Show each line of the material below that contains the word "white", copying every such line in full.

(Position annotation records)
■ ■ ■ ■

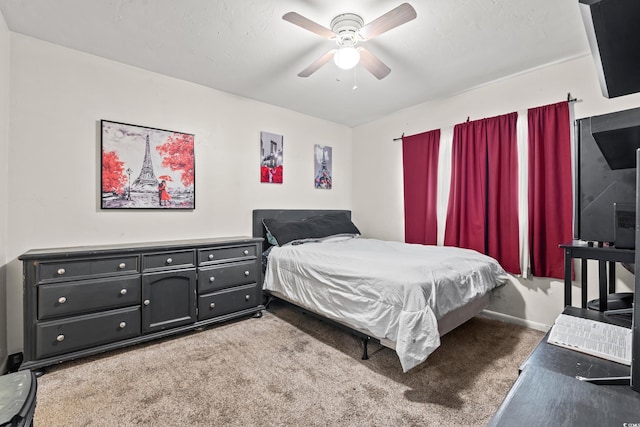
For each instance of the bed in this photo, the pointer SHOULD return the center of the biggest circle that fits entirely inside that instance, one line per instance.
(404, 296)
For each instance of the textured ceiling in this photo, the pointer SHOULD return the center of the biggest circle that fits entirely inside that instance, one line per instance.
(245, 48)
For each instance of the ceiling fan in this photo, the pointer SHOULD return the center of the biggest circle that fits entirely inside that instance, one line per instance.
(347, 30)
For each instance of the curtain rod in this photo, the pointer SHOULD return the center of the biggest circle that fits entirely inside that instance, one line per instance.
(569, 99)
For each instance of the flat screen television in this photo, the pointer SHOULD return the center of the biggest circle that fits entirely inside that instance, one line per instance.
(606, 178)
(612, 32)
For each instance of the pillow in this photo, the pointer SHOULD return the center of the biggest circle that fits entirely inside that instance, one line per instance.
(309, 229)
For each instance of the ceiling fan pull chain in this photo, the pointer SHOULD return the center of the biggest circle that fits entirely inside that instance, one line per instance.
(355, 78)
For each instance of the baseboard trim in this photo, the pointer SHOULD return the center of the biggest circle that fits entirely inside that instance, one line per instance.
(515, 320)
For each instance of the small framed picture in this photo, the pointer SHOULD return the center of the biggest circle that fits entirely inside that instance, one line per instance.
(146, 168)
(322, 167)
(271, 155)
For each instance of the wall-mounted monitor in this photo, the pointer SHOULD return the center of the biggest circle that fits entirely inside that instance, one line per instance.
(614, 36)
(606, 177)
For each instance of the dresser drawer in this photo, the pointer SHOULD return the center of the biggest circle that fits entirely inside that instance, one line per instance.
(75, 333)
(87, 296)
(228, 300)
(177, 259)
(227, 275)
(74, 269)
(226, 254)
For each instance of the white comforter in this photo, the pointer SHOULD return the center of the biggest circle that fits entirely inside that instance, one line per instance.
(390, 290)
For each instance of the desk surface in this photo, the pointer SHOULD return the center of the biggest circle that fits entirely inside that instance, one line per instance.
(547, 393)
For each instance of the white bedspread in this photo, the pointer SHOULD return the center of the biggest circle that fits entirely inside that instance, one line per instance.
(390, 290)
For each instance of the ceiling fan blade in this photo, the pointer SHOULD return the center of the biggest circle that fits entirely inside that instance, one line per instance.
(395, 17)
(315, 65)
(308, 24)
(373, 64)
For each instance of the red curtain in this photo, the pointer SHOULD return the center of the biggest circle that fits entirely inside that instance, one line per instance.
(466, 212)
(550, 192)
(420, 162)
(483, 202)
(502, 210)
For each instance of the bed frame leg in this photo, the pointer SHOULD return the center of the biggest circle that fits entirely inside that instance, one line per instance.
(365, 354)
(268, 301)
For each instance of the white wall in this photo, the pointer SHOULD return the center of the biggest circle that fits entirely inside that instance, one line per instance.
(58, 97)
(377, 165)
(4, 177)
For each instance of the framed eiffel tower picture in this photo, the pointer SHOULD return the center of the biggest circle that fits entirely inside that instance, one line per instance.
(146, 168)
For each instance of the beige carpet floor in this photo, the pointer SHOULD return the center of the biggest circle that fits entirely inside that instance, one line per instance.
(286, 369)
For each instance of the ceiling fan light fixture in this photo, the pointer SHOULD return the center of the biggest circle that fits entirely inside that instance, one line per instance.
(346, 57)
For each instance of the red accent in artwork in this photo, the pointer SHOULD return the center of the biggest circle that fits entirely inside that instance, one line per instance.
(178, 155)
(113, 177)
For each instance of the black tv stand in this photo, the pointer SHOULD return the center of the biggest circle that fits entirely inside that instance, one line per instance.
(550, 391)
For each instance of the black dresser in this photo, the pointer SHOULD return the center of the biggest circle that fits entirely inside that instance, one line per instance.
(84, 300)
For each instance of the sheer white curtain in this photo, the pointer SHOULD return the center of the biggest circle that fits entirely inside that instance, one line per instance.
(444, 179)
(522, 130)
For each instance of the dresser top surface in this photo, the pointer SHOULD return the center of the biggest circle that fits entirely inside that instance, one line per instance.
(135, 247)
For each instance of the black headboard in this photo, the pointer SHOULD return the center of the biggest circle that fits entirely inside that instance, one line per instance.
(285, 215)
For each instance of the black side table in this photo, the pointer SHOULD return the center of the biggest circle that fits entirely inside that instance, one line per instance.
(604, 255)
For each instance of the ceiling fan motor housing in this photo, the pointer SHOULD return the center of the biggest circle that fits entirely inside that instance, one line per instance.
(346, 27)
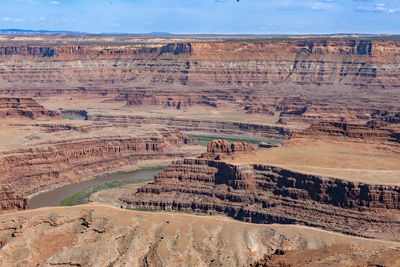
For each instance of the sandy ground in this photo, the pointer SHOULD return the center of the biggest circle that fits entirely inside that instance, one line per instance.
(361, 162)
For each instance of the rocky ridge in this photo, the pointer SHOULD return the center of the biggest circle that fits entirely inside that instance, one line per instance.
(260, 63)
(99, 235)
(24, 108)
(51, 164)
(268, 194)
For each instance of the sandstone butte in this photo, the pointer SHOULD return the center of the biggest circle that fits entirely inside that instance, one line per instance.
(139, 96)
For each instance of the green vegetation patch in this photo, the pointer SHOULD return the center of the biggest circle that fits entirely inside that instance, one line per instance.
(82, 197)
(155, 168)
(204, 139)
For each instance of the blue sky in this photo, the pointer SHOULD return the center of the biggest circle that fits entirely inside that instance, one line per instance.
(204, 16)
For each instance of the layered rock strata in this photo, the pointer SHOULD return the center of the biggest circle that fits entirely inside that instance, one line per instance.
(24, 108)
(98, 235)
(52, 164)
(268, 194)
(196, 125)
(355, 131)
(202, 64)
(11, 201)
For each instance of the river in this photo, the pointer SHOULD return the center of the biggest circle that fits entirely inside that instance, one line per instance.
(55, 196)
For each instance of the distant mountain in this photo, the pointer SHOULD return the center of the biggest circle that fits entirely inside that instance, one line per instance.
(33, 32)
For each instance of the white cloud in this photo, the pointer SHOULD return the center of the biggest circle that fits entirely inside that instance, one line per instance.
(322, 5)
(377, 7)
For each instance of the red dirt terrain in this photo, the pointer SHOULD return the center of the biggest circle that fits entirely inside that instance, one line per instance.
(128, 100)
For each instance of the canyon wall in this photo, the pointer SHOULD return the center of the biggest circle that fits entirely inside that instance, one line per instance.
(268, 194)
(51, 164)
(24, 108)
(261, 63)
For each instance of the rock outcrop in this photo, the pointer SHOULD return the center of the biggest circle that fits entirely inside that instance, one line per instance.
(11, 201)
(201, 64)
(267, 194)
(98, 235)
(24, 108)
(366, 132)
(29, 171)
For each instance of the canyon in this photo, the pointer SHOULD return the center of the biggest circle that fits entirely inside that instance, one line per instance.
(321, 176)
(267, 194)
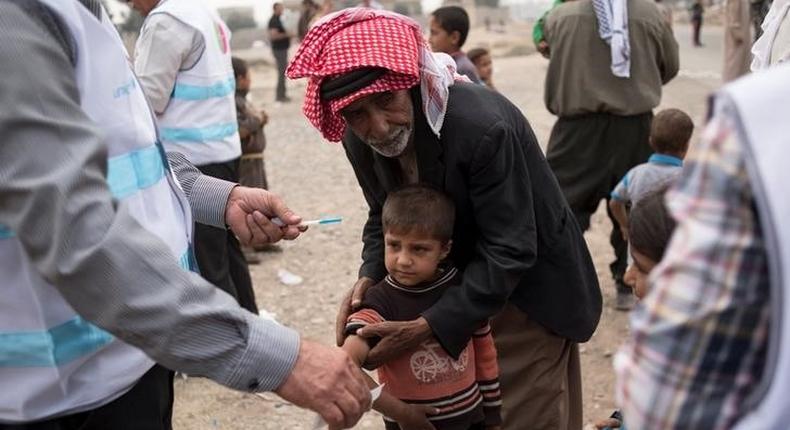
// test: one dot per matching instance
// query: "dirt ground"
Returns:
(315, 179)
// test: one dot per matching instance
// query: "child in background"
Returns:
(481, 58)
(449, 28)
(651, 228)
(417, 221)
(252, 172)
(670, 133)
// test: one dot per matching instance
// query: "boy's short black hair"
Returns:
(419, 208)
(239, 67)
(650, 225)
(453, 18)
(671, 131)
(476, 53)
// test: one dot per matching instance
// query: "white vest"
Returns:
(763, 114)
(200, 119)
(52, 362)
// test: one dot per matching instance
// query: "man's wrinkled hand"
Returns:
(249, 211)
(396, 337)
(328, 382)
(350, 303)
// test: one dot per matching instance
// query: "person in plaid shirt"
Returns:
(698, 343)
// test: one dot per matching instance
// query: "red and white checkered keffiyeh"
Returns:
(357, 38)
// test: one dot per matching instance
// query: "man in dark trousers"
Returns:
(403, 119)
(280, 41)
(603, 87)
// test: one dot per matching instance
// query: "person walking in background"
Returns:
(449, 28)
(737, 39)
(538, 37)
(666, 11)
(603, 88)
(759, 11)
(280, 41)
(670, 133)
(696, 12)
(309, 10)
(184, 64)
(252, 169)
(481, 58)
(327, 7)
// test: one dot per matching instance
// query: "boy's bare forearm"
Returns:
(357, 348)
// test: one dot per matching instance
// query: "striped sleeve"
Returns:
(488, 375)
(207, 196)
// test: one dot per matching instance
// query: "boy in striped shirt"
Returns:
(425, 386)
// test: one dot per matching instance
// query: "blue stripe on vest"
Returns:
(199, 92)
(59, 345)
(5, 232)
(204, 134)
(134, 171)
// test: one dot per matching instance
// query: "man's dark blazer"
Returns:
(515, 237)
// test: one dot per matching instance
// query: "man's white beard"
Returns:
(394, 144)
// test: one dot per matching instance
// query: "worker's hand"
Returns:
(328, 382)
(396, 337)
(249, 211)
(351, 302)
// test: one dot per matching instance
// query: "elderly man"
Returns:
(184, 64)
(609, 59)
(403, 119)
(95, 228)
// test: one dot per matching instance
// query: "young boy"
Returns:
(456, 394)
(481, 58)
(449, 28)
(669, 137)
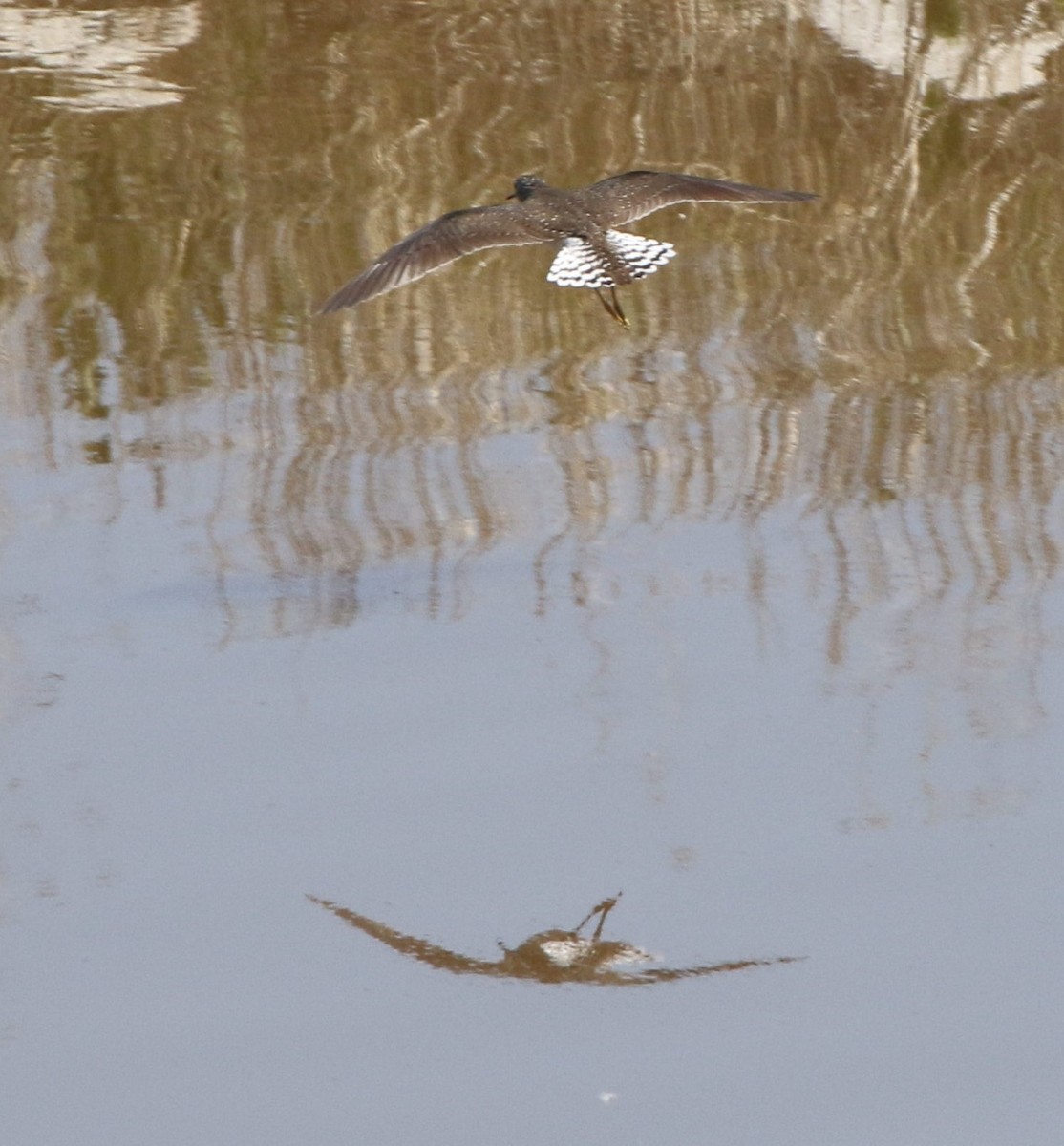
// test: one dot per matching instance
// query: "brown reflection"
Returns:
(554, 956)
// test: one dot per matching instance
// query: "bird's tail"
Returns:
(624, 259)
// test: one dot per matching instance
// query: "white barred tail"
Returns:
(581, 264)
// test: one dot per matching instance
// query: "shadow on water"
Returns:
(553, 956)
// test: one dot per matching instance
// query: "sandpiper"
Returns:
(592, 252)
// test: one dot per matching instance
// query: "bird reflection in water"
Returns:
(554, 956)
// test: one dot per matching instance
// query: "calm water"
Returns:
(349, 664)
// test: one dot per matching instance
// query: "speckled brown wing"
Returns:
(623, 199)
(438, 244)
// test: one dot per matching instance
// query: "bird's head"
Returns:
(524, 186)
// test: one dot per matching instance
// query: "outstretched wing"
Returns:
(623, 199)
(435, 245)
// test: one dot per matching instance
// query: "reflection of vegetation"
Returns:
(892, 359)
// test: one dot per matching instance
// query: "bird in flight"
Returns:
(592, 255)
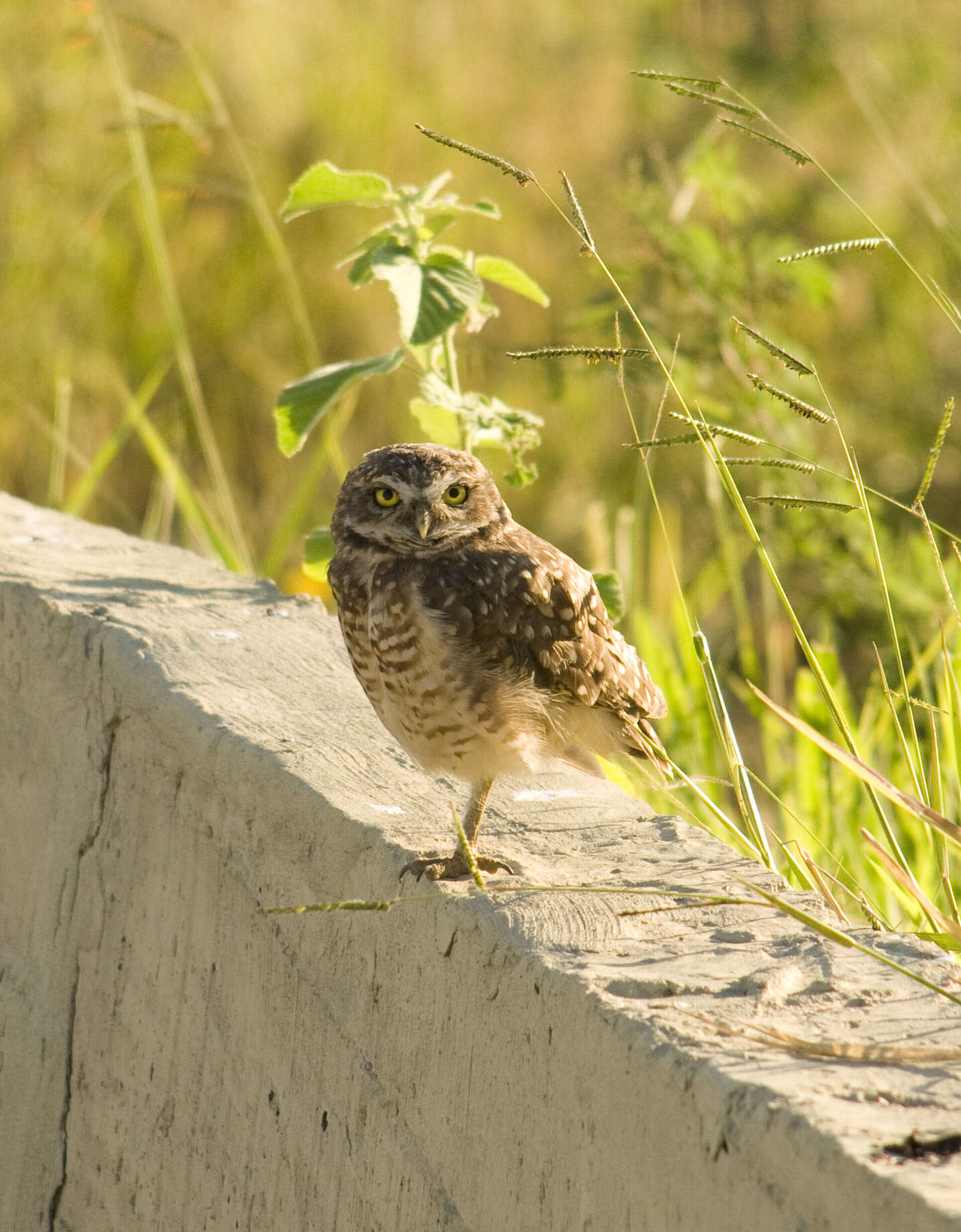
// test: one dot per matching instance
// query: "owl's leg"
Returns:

■ ■ ■ ■

== Result of this task ==
For each instance of the white comforter in this photo, the pointer SHOULD return the center of the biggest circle that fits entirely inside that instance, one line per instance.
For each instance of the white bedspread in this photo, the pointer SHOULD return the center of the biggest circle that fits entirely inside that instance, one line per instance.
For each instance of the white wall in this photo, the pointer SHOULD return the center of the biggest circle that fits entirely inside that instance, one line per instance.
For each instance of the sheer white curtain in this photo, the pointer SHOULD return the center of the biggest circle that fits entirely inside that instance, one line per instance.
For each instance of the white cloud in this photo, the pointer SHOULD return the center of the biggest circle that fits entirely inside that instance, one line per instance.
// query: "white vest"
// query: "red and white checkered keffiyeh"
// query: "man's white beard"
// query: "white barred tail"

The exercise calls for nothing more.